• **DATA LINES**:

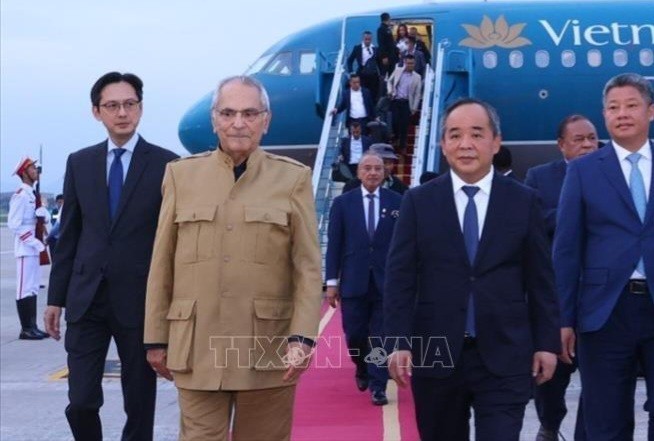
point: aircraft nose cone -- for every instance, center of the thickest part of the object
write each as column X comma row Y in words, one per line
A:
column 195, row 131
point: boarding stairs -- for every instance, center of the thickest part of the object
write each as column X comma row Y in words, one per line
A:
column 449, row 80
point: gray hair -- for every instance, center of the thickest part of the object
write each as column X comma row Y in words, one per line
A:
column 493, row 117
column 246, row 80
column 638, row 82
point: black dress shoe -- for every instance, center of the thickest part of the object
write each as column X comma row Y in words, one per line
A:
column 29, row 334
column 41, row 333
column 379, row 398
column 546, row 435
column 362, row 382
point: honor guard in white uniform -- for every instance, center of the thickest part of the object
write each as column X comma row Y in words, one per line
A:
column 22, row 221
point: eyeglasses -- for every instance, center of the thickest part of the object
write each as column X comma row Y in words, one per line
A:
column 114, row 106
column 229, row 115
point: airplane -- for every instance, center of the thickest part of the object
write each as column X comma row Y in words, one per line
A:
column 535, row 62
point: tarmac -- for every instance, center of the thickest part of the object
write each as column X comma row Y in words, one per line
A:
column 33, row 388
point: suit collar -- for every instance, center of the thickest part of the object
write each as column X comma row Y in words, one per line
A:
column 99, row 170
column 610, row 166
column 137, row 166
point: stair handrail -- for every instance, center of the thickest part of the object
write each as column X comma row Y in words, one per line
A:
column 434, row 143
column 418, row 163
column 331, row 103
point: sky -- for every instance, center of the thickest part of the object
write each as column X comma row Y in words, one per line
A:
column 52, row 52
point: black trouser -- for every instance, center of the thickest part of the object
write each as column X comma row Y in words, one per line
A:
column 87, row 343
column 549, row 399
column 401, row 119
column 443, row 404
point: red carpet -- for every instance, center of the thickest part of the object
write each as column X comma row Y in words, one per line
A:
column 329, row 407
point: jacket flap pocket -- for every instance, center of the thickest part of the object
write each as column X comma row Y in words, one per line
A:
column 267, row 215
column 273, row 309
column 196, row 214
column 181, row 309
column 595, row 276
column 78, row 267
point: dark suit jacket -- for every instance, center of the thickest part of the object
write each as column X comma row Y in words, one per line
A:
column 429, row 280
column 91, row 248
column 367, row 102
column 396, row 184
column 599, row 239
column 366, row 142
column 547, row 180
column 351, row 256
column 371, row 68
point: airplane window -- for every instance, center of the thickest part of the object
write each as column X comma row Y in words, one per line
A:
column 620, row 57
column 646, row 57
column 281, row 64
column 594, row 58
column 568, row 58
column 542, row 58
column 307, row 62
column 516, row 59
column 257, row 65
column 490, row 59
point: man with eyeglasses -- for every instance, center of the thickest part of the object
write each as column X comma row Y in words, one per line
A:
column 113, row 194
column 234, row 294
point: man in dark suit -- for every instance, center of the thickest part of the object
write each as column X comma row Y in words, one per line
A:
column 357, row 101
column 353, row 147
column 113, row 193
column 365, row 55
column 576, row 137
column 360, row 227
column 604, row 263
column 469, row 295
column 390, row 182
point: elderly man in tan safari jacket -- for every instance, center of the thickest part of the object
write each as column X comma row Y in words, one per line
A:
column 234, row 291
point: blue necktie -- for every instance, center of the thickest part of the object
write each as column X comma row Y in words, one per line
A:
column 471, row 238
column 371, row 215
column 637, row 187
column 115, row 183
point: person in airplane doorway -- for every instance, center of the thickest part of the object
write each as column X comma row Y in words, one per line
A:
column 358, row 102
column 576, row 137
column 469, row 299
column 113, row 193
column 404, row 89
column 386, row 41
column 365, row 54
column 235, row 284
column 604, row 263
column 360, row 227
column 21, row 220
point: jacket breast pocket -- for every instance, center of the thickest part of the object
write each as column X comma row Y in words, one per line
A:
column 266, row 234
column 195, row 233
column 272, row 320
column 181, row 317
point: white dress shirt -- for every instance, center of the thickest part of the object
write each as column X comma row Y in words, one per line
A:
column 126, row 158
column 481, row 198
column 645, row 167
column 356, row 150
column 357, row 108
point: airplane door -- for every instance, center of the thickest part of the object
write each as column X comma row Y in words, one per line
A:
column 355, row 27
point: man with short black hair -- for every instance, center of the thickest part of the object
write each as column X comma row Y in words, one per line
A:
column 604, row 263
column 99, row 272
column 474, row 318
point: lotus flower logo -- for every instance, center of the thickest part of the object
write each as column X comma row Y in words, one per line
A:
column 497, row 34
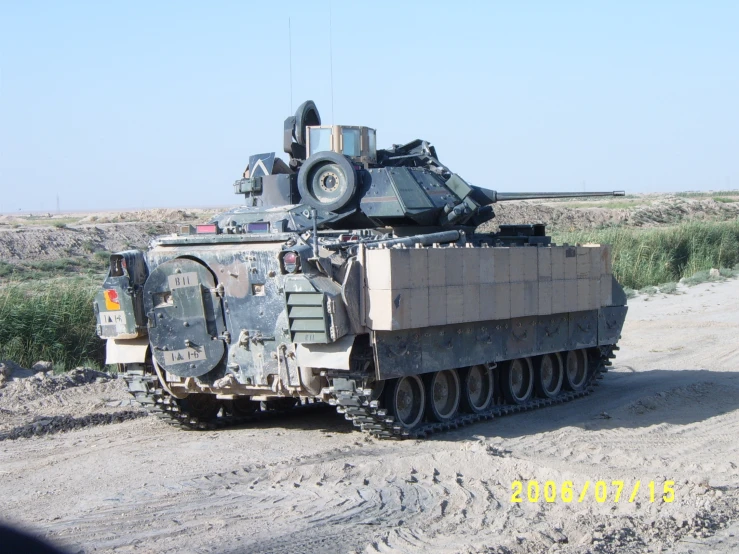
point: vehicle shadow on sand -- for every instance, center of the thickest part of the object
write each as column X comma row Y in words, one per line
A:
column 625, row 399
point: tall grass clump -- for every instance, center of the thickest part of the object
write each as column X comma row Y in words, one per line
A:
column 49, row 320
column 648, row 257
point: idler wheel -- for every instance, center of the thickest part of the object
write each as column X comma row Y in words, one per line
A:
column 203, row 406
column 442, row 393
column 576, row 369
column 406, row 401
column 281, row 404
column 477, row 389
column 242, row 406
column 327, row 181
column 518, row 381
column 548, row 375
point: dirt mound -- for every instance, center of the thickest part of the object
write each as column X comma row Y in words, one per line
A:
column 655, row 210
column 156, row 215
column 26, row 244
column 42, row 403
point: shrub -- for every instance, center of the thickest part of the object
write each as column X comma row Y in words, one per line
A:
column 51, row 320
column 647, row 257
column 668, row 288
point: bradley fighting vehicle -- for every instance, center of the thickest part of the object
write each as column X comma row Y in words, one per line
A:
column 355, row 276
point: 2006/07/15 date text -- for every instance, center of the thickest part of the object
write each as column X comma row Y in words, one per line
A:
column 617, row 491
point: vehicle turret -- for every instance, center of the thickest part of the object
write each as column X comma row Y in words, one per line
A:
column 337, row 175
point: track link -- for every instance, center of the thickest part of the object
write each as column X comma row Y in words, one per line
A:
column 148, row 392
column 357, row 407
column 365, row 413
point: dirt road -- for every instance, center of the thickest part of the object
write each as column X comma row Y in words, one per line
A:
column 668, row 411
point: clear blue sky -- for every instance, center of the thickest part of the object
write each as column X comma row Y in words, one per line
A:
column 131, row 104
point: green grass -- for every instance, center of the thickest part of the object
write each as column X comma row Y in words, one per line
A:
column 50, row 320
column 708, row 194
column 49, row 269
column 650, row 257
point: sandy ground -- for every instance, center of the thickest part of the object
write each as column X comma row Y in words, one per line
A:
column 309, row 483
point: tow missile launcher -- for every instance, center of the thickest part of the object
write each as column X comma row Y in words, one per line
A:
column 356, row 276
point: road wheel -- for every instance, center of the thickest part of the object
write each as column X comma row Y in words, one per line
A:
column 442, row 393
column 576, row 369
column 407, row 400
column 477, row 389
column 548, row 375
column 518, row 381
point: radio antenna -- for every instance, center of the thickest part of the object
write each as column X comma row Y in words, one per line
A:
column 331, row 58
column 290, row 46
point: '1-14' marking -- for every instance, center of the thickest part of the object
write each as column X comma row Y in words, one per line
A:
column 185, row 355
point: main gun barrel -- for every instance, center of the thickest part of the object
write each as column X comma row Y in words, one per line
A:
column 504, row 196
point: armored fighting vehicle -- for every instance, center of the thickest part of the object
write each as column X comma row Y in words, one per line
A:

• **REQUIRED TASK**:
Turn every item above into a single numbered list with one line per entry. Drop the blank lines and leave the pictures out.

• **RESULT OF THIS TASK**:
1. point: aircraft nose cone -- for every instance, center of the thickest part of the object
2. write each as column X comma row Y in words, one per line
3. A:
4. column 195, row 131
5. point: boarding stairs -- for every instance, center of the thickest part of the object
6. write each as column X comma row Y in words, one per line
7. A:
8. column 449, row 80
9. point: gray hair -- for every instance, center of the thickest part of the object
10. write each as column X comma row Y in words, one per line
11. A:
12. column 493, row 117
13. column 246, row 80
14. column 638, row 82
15. point: black dress shoe -- for every instance, center of the thickest part of the object
16. write each as column X comma row Y in words, one per line
17. A:
18. column 29, row 334
19. column 41, row 333
20. column 379, row 398
21. column 546, row 435
22. column 362, row 382
23. point: honor guard in white uniform -- for every instance, center of the thickest part of the object
24. write each as column X comma row Y in words, one per line
25. A:
26. column 22, row 221
27. point: eyeglasses -- for every instance, center of the thickest part of the object
28. write each as column X comma row Y in words, one per line
29. A:
30. column 114, row 106
31. column 229, row 115
32. point: airplane -- for every instance, center of the thickest part of the object
33. write each as column X comma row Y in words, one per line
34. A:
35. column 535, row 62
36. point: tarmac -- for every instance, center of the thickest part of the object
37. write each as column X comma row Y in words, one per line
38. A:
39. column 33, row 388
40. point: suit collar -- for every instance, center of the thickest part of the object
41. write each as column X comma row Y in words, one per line
42. A:
43. column 99, row 170
44. column 610, row 166
45. column 137, row 166
46. point: stair handrail -- for every instance, center of the thickest part of the object
47. write each as column X comma row Y in words, one per line
48. A:
49. column 434, row 143
50. column 418, row 163
51. column 331, row 103
52. point: sky -- for every instance, center of the thickest part of the object
53. write each as column X comma row Y in words, one per line
54. A:
55. column 52, row 52
56. point: black trouser -- for every instance, center of the thickest part of the object
57. write each as column X comma row Y in words, one per line
58. A:
59. column 87, row 343
60. column 549, row 399
61. column 401, row 119
62. column 443, row 404
63. point: red carpet -- for every instance, center of the thickest part of the object
64. write each as column X comma row Y in words, one per line
65. A:
66. column 329, row 407
67. point: jacket flap pocket -- for every instance, center of the thickest part of the object
68. write each as column X comma row Y in words, one per line
69. A:
70. column 267, row 215
71. column 273, row 309
72. column 196, row 214
73. column 181, row 309
74. column 595, row 276
75. column 78, row 267
76. point: dark suit jacket -- for every instance, center of the thickest part of the object
77. write each as column X comma row Y in words, one per line
78. A:
79. column 429, row 280
80. column 91, row 248
81. column 367, row 102
82. column 396, row 184
83. column 599, row 239
84. column 366, row 142
85. column 547, row 180
86. column 351, row 256
87. column 371, row 68
88. point: airplane window -- for every instance, center of the thickest part of the object
89. write each as column X comma row Y in words, one per line
90. A:
91. column 620, row 57
92. column 646, row 57
93. column 281, row 64
94. column 594, row 58
95. column 568, row 58
96. column 542, row 58
97. column 307, row 62
98. column 516, row 59
99. column 257, row 65
100. column 490, row 59
101. point: man with eyeglasses -- for every instance, center of the thickest part of the object
102. write each as column X comma row Y in words, one per line
103. A:
104. column 113, row 194
105. column 234, row 294
106. point: man in dark suit -- for every instance, center of the thickest part of the object
107. write each as column X comma row Y in words, one per line
108. A:
109. column 357, row 101
110. column 353, row 147
111. column 113, row 193
112. column 365, row 55
113. column 576, row 137
114. column 360, row 227
115. column 604, row 263
116. column 469, row 295
117. column 390, row 182
118. point: elderly man in tan safari jacket -- for every instance, center of the thickest part of the object
119. write each as column X comma row Y in words, one per line
120. A:
121. column 234, row 291
122. point: blue necktie -- for every instance, center of the thickest part of the object
123. write each as column X comma row Y in words, one per line
124. A:
125. column 471, row 238
126. column 371, row 215
127. column 637, row 187
128. column 115, row 183
129. point: person in airplane doorway -- for every instance, center of the thickest part of the object
130. write each as column X comma row Y in words, one per line
131. A:
132. column 358, row 102
133. column 576, row 137
134. column 469, row 299
135. column 113, row 193
136. column 404, row 89
137. column 386, row 41
138. column 365, row 54
139. column 235, row 284
140. column 604, row 263
141. column 360, row 227
142. column 21, row 220
143. point: jacket breast pocket -- for every instance, center of the thickest part of the object
144. write each as column X comma row Y in words, one per line
145. A:
146. column 266, row 234
147. column 195, row 233
148. column 272, row 320
149. column 181, row 317
150. point: white dress shirt -- for every instance, center of the thickest part of the object
151. write each as column X comma row Y in words, one per line
152. A:
153. column 126, row 158
154. column 481, row 198
155. column 645, row 167
156. column 356, row 150
157. column 357, row 108
158. point: airplane door -- for every instance, center of the thickest part of the object
159. write each as column X comma row Y in words, one per line
160. A:
161. column 355, row 27
162. point: man with short black hair -- for every instance, center of the thickest part of the object
163. write each as column X comma row Y in words, one per line
164. A:
165. column 604, row 263
166. column 99, row 272
167. column 474, row 318
168. point: lotus flower logo -- for every instance, center of the thickest part of the object
169. write each as column X comma row Y in words, one per line
170. A:
171. column 497, row 34
172. point: vehicle shadow on sand -- for every instance, center of the thickest part of the object
173. write each as column X comma row Y in words, one per line
174. A:
175. column 625, row 399
176. point: tall grass clump -- for every instance, center of the thickest part of the object
177. write each as column X comma row Y in words, one per line
178. A:
179. column 49, row 320
180. column 648, row 257
181. point: idler wheel -- for every instance, center of the thickest part of the object
182. write each as column X comma row Y in words, one per line
183. A:
184. column 203, row 406
185. column 442, row 393
186. column 576, row 369
187. column 406, row 401
188. column 281, row 404
189. column 477, row 389
190. column 242, row 406
191. column 327, row 181
192. column 518, row 381
193. column 548, row 375
194. point: dirt mound -- for every instance, center of the thickest part of the object
195. write each as column X comma row Y in words, one per line
196. A:
197. column 655, row 210
198. column 156, row 215
199. column 26, row 244
200. column 42, row 403
201. point: shrub -- for every instance, center of the thickest part of the object
202. write each as column X comma row Y in words, one per line
203. A:
204. column 51, row 320
205. column 647, row 257
206. column 668, row 288
207. point: bradley fighting vehicle -- for every instance, center of the thickest part of the object
208. write each as column X comma row Y in words, one per line
209. A:
210. column 355, row 276
211. point: 2006/07/15 date text -- for every instance, center of the thickest part of the object
212. write each as column X comma row Y in words, one per line
213. A:
214. column 617, row 491
215. point: vehicle turret -- for every instance, center of the thickest part of the object
216. write each as column X comma row Y in words, one per line
217. A:
218. column 337, row 175
219. point: track link -- for every instance, center of the thickest part of the object
220. write each as column X comma row Y in words, one per line
221. A:
222. column 148, row 392
223. column 357, row 407
224. column 365, row 413
225. point: dirt road -- for every instance, center of the thickest part of the object
226. write each as column X comma row Y in words, one per line
227. A:
228. column 668, row 411
229. point: clear blue sky -- for every instance, center of the thickest part of the object
230. write each as column X comma row Y in words, one per line
231. A:
232. column 131, row 104
233. point: green grass -- for every instance, center of the thickest part of the object
234. write each as column X comma row Y in words, one per line
235. A:
236. column 50, row 320
237. column 708, row 194
238. column 49, row 269
239. column 650, row 257
240. point: sandy ground -- for every instance, center of the thickest part of the object
241. write each as column X comma row Y in words, one per line
242. A:
243. column 309, row 483
244. point: tow missile launcher -- for every instance, center of the thickest part of the object
245. write each as column X comma row Y in words, one per line
246. A:
247. column 356, row 276
248. point: road wheel -- for every instance, center of the thickest part of the object
249. write each as column X comma row Y in words, one per line
250. A:
251. column 442, row 393
252. column 576, row 369
253. column 407, row 400
254. column 477, row 389
255. column 548, row 375
256. column 518, row 381
257. point: radio antenna -- for every instance, center of the thickest part of the object
258. write each as column X comma row Y in words, one per line
259. A:
260. column 331, row 58
261. column 290, row 46
262. point: '1-14' marking -- for every instance, center of the thickest part of the object
263. write each as column X comma row Y in words, one per line
264. A:
265. column 185, row 355
266. point: main gun barrel -- for every instance, center of the thickest part of the object
267. write each as column X comma row Y in words, one per line
268. A:
269. column 504, row 196
270. point: armored fighting vehicle -- for every instance, center of the thickest part of the object
271. write each as column X comma row Y in words, one per line
272. A:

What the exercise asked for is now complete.